CK: And what about Paul Gilbert? Paul Gilbert? 

DT: Paul Gilbert rules. The first time I interviewed Paul Gilbert was when he lived in Las Vegas but he drove out to Los Angeles and we met at my friend’s photography studio. Gilbert had been driving obviously himself the whole time, hands on the steering wheel, however long that drive is, six hours, seven hours, I forget. He gets out of the car, I brought my amp, he plugs into my amp, instant shredding madness. Like, no warmup, no nothing. Perpetual road chops. So that was the first thing that, like, holy crap. I know road chops, that is a real phenomenon, people that are constantly touring, constantly playing, constantly having to be on, at some point the need to warm up doesn’t really exist for them and they’re instantly able to just destroy. So that was pretty obvious in the case of him. 

CK: Do you remember what guitar he brought? He brought his own guitar, right? 

DT: Yeah, he I believe brought two guitars. I know for sure he brought his giant, white Ibanez double neck because I have a photo of me holding it with him dwarfing me from that first interview, and that double neck, if I remember correctly, the bottom neck, he had three D strings tuned in octaves put into the middle of the neck so he could do all of his string skipping, shreddy, brutal arpeggio stuff but kind of stay in one position and each string being an octave apart, so it was pretty sick ripping stuff, and then the top neck was just a regular neck, I think tuned down a whole step.

> [Your goal]: Reproduce the Paul Gilbert interview excerpt in full, word for word.

> [Extracted information]:
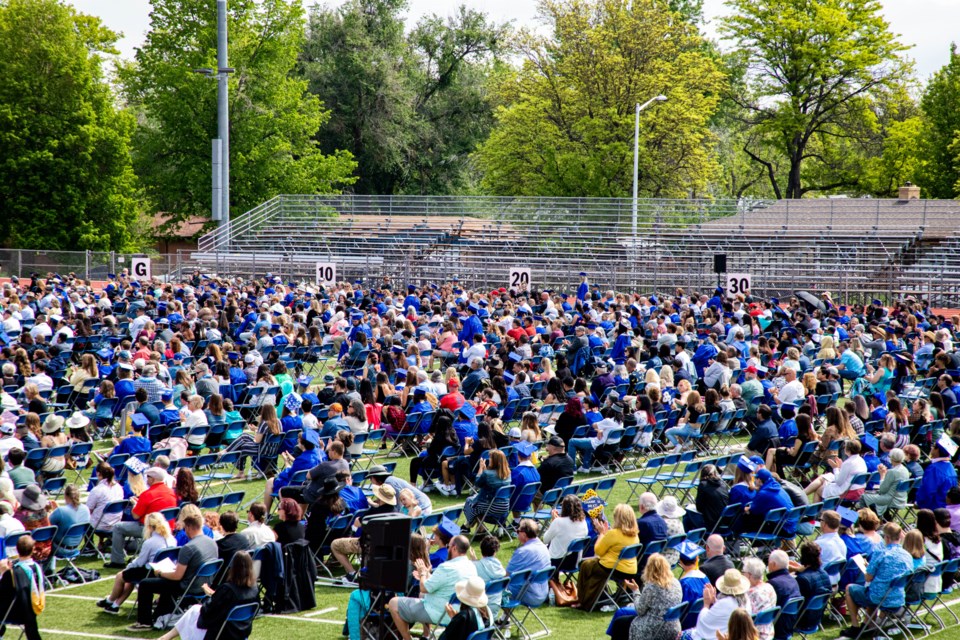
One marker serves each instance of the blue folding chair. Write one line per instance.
(240, 614)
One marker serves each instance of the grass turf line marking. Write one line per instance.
(302, 619)
(88, 635)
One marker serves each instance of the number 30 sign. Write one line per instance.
(737, 283)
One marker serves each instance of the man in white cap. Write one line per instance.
(8, 440)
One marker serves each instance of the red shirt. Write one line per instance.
(156, 498)
(453, 401)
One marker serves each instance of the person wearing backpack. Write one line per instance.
(21, 589)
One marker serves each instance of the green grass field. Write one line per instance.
(71, 612)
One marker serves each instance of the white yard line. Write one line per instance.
(302, 619)
(87, 635)
(71, 596)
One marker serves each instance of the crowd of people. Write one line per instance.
(844, 479)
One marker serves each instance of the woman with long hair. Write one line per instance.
(238, 588)
(156, 537)
(660, 592)
(569, 523)
(611, 540)
(490, 478)
(255, 443)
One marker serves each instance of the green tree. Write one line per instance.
(272, 116)
(565, 120)
(411, 109)
(940, 171)
(66, 181)
(814, 65)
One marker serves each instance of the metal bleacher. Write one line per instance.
(856, 248)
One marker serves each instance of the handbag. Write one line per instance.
(565, 593)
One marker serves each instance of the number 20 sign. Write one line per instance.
(519, 279)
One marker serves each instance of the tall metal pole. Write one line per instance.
(636, 172)
(223, 114)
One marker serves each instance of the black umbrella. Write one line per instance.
(810, 301)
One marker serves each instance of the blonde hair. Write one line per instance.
(136, 483)
(625, 520)
(657, 571)
(154, 523)
(913, 543)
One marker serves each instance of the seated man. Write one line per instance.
(530, 554)
(157, 497)
(766, 434)
(309, 441)
(170, 584)
(886, 565)
(436, 587)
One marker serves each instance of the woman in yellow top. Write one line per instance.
(592, 579)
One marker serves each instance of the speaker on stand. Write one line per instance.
(384, 559)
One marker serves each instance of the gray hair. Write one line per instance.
(754, 568)
(648, 501)
(779, 558)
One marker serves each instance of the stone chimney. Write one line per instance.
(909, 192)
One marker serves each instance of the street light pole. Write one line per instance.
(636, 157)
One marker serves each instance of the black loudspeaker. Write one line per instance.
(385, 553)
(719, 263)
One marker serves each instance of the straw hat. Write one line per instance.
(669, 508)
(472, 592)
(385, 494)
(732, 583)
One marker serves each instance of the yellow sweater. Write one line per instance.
(608, 548)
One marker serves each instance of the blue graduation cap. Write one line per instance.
(467, 411)
(525, 448)
(848, 517)
(449, 527)
(304, 381)
(312, 436)
(746, 465)
(688, 550)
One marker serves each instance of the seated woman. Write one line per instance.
(719, 603)
(156, 537)
(839, 484)
(239, 588)
(888, 496)
(568, 524)
(791, 455)
(592, 578)
(490, 479)
(289, 529)
(661, 591)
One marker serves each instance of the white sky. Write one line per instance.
(927, 25)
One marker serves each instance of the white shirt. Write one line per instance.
(258, 534)
(791, 392)
(832, 547)
(561, 533)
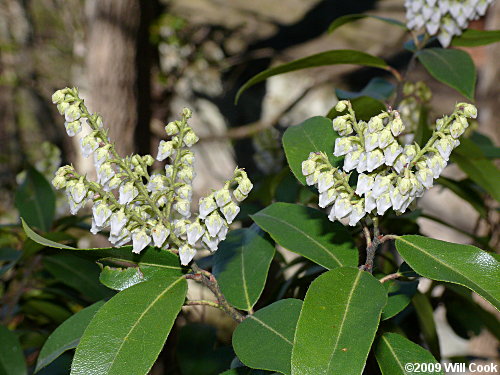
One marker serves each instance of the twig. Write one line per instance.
(209, 280)
(389, 277)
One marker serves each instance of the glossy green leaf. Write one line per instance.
(425, 315)
(482, 171)
(128, 340)
(473, 38)
(78, 273)
(66, 336)
(308, 232)
(36, 200)
(265, 340)
(378, 88)
(464, 191)
(354, 17)
(313, 135)
(11, 355)
(334, 57)
(241, 265)
(460, 264)
(150, 256)
(452, 67)
(393, 352)
(400, 294)
(364, 106)
(337, 325)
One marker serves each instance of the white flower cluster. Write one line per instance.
(446, 18)
(390, 175)
(151, 208)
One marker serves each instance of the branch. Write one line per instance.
(209, 280)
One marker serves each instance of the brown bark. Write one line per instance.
(113, 70)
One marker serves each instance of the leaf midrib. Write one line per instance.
(132, 328)
(447, 266)
(305, 235)
(348, 305)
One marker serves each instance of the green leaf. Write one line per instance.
(128, 332)
(11, 356)
(463, 190)
(241, 265)
(66, 336)
(150, 256)
(337, 325)
(425, 315)
(378, 88)
(313, 135)
(482, 171)
(460, 264)
(393, 351)
(354, 17)
(452, 67)
(334, 57)
(36, 200)
(364, 106)
(473, 38)
(308, 232)
(400, 294)
(265, 340)
(78, 273)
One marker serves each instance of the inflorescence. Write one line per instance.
(446, 18)
(390, 175)
(149, 209)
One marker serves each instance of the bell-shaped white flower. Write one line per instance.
(344, 145)
(363, 163)
(73, 127)
(128, 192)
(374, 160)
(165, 149)
(222, 197)
(230, 211)
(118, 221)
(391, 152)
(213, 223)
(357, 213)
(370, 202)
(425, 176)
(211, 242)
(351, 160)
(183, 207)
(365, 183)
(343, 206)
(140, 240)
(159, 233)
(383, 203)
(325, 181)
(194, 232)
(206, 206)
(186, 254)
(88, 144)
(436, 164)
(308, 167)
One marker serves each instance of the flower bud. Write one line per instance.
(140, 240)
(165, 149)
(186, 254)
(397, 126)
(58, 96)
(190, 138)
(341, 106)
(222, 197)
(171, 128)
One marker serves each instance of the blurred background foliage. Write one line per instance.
(138, 63)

> [Correct answer]:
CK: And what about Paul Gilbert? Paul Gilbert? 

DT: Paul Gilbert rules. The first time I interviewed Paul Gilbert was when he lived in Las Vegas but he drove out to Los Angeles and we met at my friend’s photography studio. Gilbert had been driving obviously himself the whole time, hands on the steering wheel, however long that drive is, six hours, seven hours, I forget. He gets out of the car, I brought my amp, he plugs into my amp, instant shredding madness. Like, no warmup, no nothing. Perpetual road chops. So that was the first thing that, like, holy crap. I know road chops, that is a real phenomenon, people that are constantly touring, constantly playing, constantly having to be on, at some point the need to warm up doesn’t really exist for them and they’re instantly able to just destroy. So that was pretty obvious in the case of him. 

CK: Do you remember what guitar he brought? He brought his own guitar, right? 

DT: Yeah, he I believe brought two guitars. I know for sure he brought his giant, white Ibanez double neck because I have a photo of me holding it with him dwarfing me from that first interview, and that double neck, if I remember correctly, the bottom neck, he had three D strings tuned in octaves put into the middle of the neck so he could do all of his string skipping, shreddy, brutal arpeggio stuff but kind of stay in one position and each string being an octave apart, so it was pretty sick ripping stuff, and then the top neck was just a regular neck, I think tuned down a whole step.